### What is asked
Without the pictures, set down the records below word for word.

[START]

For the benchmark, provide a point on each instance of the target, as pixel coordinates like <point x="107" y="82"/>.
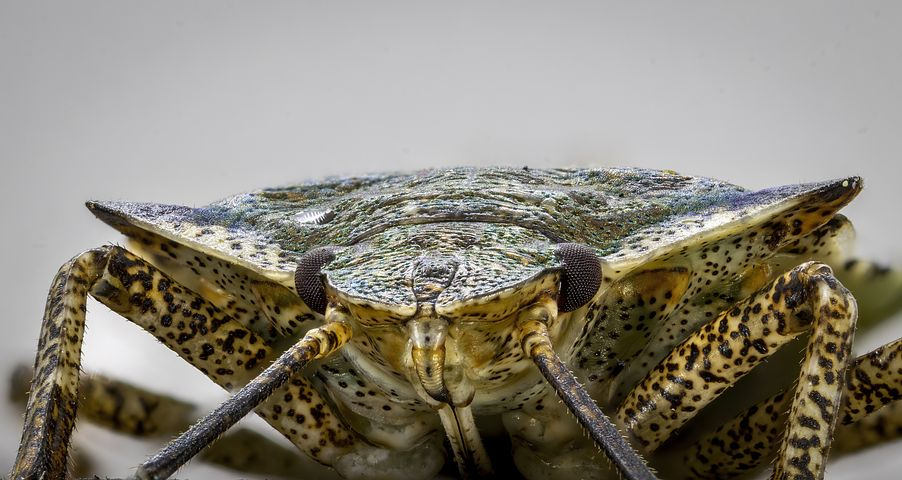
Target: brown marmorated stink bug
<point x="489" y="316"/>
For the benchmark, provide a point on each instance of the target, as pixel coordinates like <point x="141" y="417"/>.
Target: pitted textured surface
<point x="473" y="247"/>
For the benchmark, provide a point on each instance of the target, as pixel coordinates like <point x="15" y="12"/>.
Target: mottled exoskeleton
<point x="374" y="320"/>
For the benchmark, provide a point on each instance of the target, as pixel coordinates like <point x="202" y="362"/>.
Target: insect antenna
<point x="537" y="345"/>
<point x="317" y="343"/>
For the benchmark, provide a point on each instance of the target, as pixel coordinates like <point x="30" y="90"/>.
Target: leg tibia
<point x="119" y="406"/>
<point x="742" y="444"/>
<point x="873" y="380"/>
<point x="718" y="354"/>
<point x="50" y="412"/>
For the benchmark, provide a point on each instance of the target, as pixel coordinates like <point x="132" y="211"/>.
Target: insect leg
<point x="875" y="287"/>
<point x="203" y="334"/>
<point x="537" y="345"/>
<point x="722" y="351"/>
<point x="317" y="343"/>
<point x="881" y="426"/>
<point x="119" y="406"/>
<point x="870" y="413"/>
<point x="50" y="412"/>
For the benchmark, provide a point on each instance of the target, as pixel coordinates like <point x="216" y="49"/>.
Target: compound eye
<point x="581" y="277"/>
<point x="308" y="277"/>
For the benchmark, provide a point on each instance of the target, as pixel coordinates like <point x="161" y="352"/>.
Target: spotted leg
<point x="128" y="409"/>
<point x="725" y="349"/>
<point x="205" y="335"/>
<point x="117" y="405"/>
<point x="871" y="412"/>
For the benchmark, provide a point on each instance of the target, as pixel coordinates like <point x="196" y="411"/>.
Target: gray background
<point x="186" y="102"/>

[END]

### Answer to this task
For the benchmark, provide a point on each instance of the target, as pixel coordinates like <point x="107" y="82"/>.
Target: brown marmorated stink bug
<point x="489" y="316"/>
For the benchmark, provide a point on each instance of the target, as pixel coordinates like <point x="141" y="417"/>.
Target: pitted textured surface
<point x="473" y="247"/>
For the benchmark, provide a point on each instance of the target, as pixel coordinates like <point x="15" y="12"/>.
Target: mottled exoskeleton
<point x="374" y="320"/>
For the benchmark, provide a point on each instance of the target, as pixel coordinates like <point x="202" y="362"/>.
Target: insect antenna
<point x="537" y="345"/>
<point x="317" y="343"/>
For the benchmark, provide a point on each instance of the target, as pixel coordinates like <point x="30" y="90"/>.
Target: leg tibia
<point x="119" y="406"/>
<point x="742" y="444"/>
<point x="873" y="380"/>
<point x="718" y="354"/>
<point x="50" y="412"/>
For the benchmark, provide a point on each instance of the target, as pixel coordinates like <point x="132" y="211"/>.
Target: insect leg
<point x="875" y="287"/>
<point x="203" y="334"/>
<point x="537" y="345"/>
<point x="722" y="351"/>
<point x="317" y="343"/>
<point x="881" y="426"/>
<point x="119" y="406"/>
<point x="870" y="413"/>
<point x="50" y="412"/>
For the benchmark, provide a point on each instance of the target, as pixel coordinates like <point x="216" y="49"/>.
Target: compound eye
<point x="581" y="277"/>
<point x="308" y="277"/>
For the benchmark, provide a point on each instance of the target, as pixel coordinates like <point x="161" y="352"/>.
Target: spotted leg
<point x="128" y="409"/>
<point x="725" y="349"/>
<point x="205" y="335"/>
<point x="117" y="405"/>
<point x="871" y="412"/>
For the benchmark, provide a point on each instance of the target, as pixel coordinates like <point x="196" y="411"/>.
Target: gray background
<point x="186" y="102"/>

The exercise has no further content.